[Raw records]
------------------------------------------------------------

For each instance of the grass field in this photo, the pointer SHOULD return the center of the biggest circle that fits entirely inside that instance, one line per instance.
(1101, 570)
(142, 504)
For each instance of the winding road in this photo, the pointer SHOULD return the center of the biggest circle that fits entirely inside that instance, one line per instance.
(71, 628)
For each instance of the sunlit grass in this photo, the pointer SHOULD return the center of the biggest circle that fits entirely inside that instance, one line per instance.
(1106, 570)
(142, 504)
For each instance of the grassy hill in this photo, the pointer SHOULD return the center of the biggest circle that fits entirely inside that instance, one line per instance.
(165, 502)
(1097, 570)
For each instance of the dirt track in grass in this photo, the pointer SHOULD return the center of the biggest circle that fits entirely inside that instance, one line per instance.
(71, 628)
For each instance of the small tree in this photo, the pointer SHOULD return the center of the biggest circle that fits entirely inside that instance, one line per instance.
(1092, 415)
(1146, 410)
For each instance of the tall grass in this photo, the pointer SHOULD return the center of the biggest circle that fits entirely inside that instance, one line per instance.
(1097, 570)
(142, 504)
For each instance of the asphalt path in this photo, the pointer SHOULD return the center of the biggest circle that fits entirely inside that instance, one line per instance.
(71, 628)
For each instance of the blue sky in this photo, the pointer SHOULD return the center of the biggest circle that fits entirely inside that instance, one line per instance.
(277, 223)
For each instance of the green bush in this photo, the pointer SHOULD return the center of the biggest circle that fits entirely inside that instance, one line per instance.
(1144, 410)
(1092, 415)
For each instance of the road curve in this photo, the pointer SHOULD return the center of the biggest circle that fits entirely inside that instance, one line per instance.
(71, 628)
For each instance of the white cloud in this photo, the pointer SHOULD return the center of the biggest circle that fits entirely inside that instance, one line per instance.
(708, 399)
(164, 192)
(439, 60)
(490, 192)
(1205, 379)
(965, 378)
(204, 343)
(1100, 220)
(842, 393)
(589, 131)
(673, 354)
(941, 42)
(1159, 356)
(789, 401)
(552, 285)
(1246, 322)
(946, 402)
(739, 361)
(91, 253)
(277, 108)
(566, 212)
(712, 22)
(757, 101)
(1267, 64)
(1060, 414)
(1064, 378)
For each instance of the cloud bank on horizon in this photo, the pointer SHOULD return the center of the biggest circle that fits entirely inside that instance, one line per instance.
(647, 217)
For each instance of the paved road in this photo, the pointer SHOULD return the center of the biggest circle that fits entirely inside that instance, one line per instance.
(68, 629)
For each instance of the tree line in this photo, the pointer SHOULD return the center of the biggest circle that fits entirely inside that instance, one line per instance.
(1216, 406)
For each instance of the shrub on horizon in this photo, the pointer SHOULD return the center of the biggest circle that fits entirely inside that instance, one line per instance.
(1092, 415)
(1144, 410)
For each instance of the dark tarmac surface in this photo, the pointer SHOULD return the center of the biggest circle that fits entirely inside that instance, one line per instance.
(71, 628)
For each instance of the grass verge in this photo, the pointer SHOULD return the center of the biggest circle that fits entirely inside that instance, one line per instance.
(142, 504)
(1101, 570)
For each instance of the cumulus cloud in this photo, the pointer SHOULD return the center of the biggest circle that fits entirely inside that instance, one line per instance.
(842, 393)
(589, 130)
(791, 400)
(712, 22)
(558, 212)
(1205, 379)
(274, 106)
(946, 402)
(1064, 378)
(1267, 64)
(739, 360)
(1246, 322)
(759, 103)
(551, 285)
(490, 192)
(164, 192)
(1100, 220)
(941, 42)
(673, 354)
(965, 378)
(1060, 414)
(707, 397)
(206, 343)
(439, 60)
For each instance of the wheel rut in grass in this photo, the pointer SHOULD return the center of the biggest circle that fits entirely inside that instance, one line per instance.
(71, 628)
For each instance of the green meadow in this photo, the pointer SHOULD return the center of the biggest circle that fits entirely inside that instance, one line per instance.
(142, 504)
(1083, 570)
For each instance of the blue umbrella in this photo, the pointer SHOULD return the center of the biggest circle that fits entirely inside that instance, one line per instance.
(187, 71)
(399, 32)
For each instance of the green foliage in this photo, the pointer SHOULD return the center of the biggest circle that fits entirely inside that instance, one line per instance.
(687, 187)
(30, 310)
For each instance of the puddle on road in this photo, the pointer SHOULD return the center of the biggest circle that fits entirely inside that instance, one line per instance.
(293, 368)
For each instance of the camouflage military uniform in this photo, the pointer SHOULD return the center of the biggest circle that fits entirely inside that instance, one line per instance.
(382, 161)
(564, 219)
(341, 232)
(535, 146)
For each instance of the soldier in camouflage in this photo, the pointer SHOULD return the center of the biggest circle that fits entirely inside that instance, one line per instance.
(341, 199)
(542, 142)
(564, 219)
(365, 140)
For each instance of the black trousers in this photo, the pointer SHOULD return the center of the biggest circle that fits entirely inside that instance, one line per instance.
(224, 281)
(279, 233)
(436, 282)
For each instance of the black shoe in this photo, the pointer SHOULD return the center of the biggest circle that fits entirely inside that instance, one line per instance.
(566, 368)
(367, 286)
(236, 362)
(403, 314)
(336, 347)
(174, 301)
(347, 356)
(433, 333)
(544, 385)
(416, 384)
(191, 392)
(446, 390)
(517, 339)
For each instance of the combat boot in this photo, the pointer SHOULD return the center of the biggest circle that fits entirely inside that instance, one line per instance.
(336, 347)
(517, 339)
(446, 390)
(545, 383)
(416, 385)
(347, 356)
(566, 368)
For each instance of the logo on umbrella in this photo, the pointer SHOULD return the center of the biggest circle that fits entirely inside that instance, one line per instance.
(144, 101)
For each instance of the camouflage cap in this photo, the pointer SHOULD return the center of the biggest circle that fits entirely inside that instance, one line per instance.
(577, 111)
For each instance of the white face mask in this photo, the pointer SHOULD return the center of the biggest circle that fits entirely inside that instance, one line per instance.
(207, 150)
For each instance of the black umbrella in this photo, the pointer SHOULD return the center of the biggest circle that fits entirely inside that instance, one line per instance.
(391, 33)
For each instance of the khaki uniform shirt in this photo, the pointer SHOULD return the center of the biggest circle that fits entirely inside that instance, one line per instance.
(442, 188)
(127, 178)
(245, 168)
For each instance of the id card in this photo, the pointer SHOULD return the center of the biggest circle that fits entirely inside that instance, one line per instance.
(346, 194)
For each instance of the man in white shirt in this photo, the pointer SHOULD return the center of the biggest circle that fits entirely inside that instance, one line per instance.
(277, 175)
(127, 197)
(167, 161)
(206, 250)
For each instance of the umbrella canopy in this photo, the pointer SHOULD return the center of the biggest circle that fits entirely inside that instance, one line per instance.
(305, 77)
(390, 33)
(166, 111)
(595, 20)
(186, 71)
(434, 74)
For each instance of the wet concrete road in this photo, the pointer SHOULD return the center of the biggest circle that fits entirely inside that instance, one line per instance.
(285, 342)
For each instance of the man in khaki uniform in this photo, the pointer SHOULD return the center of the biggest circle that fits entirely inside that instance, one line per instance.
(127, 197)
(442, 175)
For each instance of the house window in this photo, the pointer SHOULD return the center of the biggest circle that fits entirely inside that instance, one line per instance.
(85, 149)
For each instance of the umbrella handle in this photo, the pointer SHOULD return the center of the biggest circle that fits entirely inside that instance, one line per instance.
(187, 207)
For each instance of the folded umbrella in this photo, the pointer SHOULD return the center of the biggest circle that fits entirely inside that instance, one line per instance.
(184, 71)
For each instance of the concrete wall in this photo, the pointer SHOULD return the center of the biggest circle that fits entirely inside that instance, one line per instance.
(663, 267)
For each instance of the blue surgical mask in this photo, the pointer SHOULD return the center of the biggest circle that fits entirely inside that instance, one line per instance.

------------------------------------------------------------

● **WHAT IS NEEDED**: Repeat the data precisely, line by line.

● **FULL RESPONSE**:
For each instance of the grass field in this photo, the pointer SHOULD return the center of the biggest circle that fits entirely inside that instance, one line per instance.
(1101, 570)
(142, 504)
For each instance of the winding road in this photo, the pointer SHOULD return the center of the biggest circle that fits entirely inside that instance, one line per instance.
(71, 628)
For each instance of the sunlit grass in this photo, the pointer SHOULD return the center of the biggest circle that fits entirely inside that instance, one line per instance.
(1106, 570)
(142, 504)
For each instance of the grassy hill in this photo, the pointer SHOULD return the center of the biggest circle that fits entirely inside that instance, one line per instance.
(165, 502)
(1097, 570)
For each instance of the dirt track in grass in this photo, the pointer SHOULD return the center of the biggest circle that fits entirely inside that instance, one line per instance.
(71, 628)
For each instance of the small tree in this photo, the pointer SHOULD return the center of the biggest circle that fits entirely inside that instance, one line per instance.
(1092, 415)
(1146, 410)
For each instance of the tall grass in this photo, the pointer SHOULD return the center of the biggest circle that fits entirely inside that instance, one line per instance.
(1097, 570)
(142, 504)
For each instance of the asphalt path in this photo, the pointer SHOULD return the center of the biggest circle that fits entirely inside that instance, one line per instance.
(71, 628)
For each instance of the blue sky in this photo, the pointer SHOULD return the center of the biggest circle that fits entirely inside that instance, one line per instance.
(277, 223)
For each instance of the green bush in this photo, the pointer SHOULD return the center of the biggest circle that fits entirely inside that instance, one line per instance.
(1144, 410)
(1092, 415)
For each instance of the road curve in this photo, the pointer SHOULD return the center of the biggest circle that fits entirely inside that instance, one line per instance.
(71, 628)
For each instance of the white cloud in this photo, the pointer SHOULD return the center of the biggest circle that fits entirely inside that instance, one line per instance.
(708, 399)
(164, 192)
(439, 60)
(490, 192)
(1205, 379)
(965, 378)
(204, 343)
(1100, 220)
(842, 393)
(589, 131)
(673, 354)
(941, 42)
(1159, 356)
(789, 401)
(552, 285)
(1246, 322)
(946, 402)
(739, 361)
(91, 253)
(277, 108)
(566, 212)
(712, 22)
(757, 101)
(1267, 64)
(1060, 414)
(1064, 378)
For each instance of the cloud bank on horizon in this photo, the pointer SHOULD return the center of the biggest circle that fits entirely inside that instance, one line per instance.
(647, 217)
For each instance of the paved road in this photo, the pointer SHOULD return the center of the biggest circle that fits entirely inside that instance, one line per instance.
(68, 629)
For each instance of the tree line in this photo, the pointer SHOULD return the center of the biggest circle that fits entirely inside that instance, one line per instance.
(1216, 406)
For each instance of the shrub on horizon in this photo, the pointer SHOULD return the center of the biggest circle that fits entirely inside that instance, one line per instance.
(1092, 415)
(1144, 410)
For each instance of the dark tarmac surface in this photo, the pointer SHOULD return the center of the biggest circle that fits entirely inside that instance, one line per instance.
(71, 628)
For each instance of the grass verge in this photo, the pointer SHOULD return the center of the biggest circle that fits entirely inside that instance, one line per instance.
(142, 504)
(1101, 570)
For each instance of the cumulus cloud in this photo, the pointer SHOULD return the center of the biggest circle that fits entirely inside that instance, one line per instance.
(842, 393)
(589, 130)
(791, 400)
(712, 22)
(558, 212)
(1205, 379)
(274, 106)
(946, 402)
(1064, 378)
(1267, 64)
(739, 360)
(1246, 322)
(759, 103)
(551, 285)
(490, 192)
(164, 192)
(1100, 220)
(941, 42)
(673, 354)
(965, 378)
(1060, 414)
(707, 397)
(206, 343)
(439, 60)
For each instance of the wheel rut in grass in this photo, the pointer SHOULD return the center of the biggest circle that fits entirely inside that instance, one line per instance.
(71, 628)
For each instance of the green meadow in this photo, the pointer SHOULD return the center of the biggest circle that fits entirely inside that instance, one line per instance.
(142, 504)
(1083, 570)
For each instance of the blue umbrella in this photo, the pointer SHOULD return the center of the biggest circle that fits entirely inside that instance, one line per instance.
(187, 71)
(399, 32)
For each instance of the green foliage in this photo, the pointer SHOULD return the center of the biggest circle that fits entirely inside that instance, one line per instance.
(687, 187)
(30, 310)
For each instance of the puddle on road in this photo, the pointer SHOULD return the center of the biggest circle that fits entirely inside that instance, one line per instance.
(293, 368)
For each instance of the camouflage military uniform in this photo, the pointer SHOULD return the center of the biggest circle that fits entirely inside that instance, one line per instance.
(382, 161)
(564, 219)
(341, 232)
(535, 146)
For each instance of the soldier in camouflage in this photo, the pointer SHOULD return the center of the biggest circle that fits entirely inside that instance, one line per instance.
(341, 199)
(542, 142)
(564, 219)
(365, 140)
For each instance of the black trousers in this photo, the pointer SHOULD return the center of the biggest circle that fits entirely inside that instance, one line per instance.
(224, 281)
(279, 233)
(436, 282)
For each instance of the black shoe in this photo, the pointer SHOULD return the center of the biggest circle that fits entirely inside that instance, one line per instance.
(566, 368)
(367, 286)
(236, 362)
(403, 314)
(336, 347)
(174, 301)
(347, 356)
(433, 333)
(544, 385)
(416, 384)
(191, 392)
(446, 390)
(517, 339)
For each instance of the combat boot in this photo, the pointer SHOULD return the center of the biggest circle that fits entirely inside that instance, one line per instance.
(336, 347)
(517, 339)
(446, 390)
(545, 383)
(416, 385)
(347, 356)
(566, 368)
For each instance of the logo on umbrella in this photo, the pointer SHOULD return the center of the biggest circle that fits entirely inside that instance, one line per instance.
(144, 101)
For each instance of the camouflage cap in this photo, the pointer SHOULD return the center of the biggest circle that fits entirely inside that instance, one line per instance.
(577, 111)
For each instance of the white face mask in this photo, the pointer SHOULD return the center of the biggest circle that fits entirely inside that instance, one line per instance.
(207, 150)
For each instance of the black umbrella in this photo, the pointer SHOULD return the center of the biggest circle that fits entirely inside that instance, one line per instance.
(391, 33)
For each instance of the khaki uniform shirt in this photo, the pointer SHOULD return the center of the biggest circle that fits entirely inside that instance, one line per instance.
(442, 188)
(127, 178)
(245, 168)
For each instance of the id card in this photo, the pointer SHOULD return the center of the biggest circle that fits entirely inside that instance, one line per instance.
(346, 194)
For each instance of the man in white shirt in this photo, the pointer SHOULD return the center of the biggest circle that fits entirely inside that instance, one line per instance.
(277, 175)
(127, 197)
(167, 161)
(206, 250)
For each instance of the umbrella canopy in this photo, the pointer SHOULD return the center of the biggest circle that fits entirely inside that instance, one line per instance.
(305, 77)
(390, 33)
(166, 111)
(595, 20)
(186, 71)
(434, 74)
For each instance of the wet concrete road in this photo, the pointer SHOULD return the center of the biggest circle that fits entirely inside that instance, one line per instance.
(285, 342)
For each instance of the man in khaki uniform in this photo, the pointer SHOULD return the center of the biggest circle that fits entirely inside that instance, one line per instance.
(127, 197)
(442, 175)
For each instance of the house window in this photo, the pointer SHOULD return the center of the biggest circle that fits entirely inside that instance, one line per instance.
(85, 149)
For each instance of the umbrella handle in this photo, the pointer SHOULD return the center of the biggest circle that fits entirely inside that instance, one line per instance.
(187, 207)
For each instance of the folded umbrella in this photo, the pointer SHOULD return the center of the biggest circle that fits entirely inside that instance, one line per instance.
(184, 71)
For each instance of the concrete wall in this photo, the pointer SHOULD return the center of the biggest circle that fits entirely inside that instance, one line per instance.
(663, 267)
For each instance of the blue surgical mask in this photo, the pointer SHOULD return the center of the biggest circle that fits entirely inside that instance, one line per instance.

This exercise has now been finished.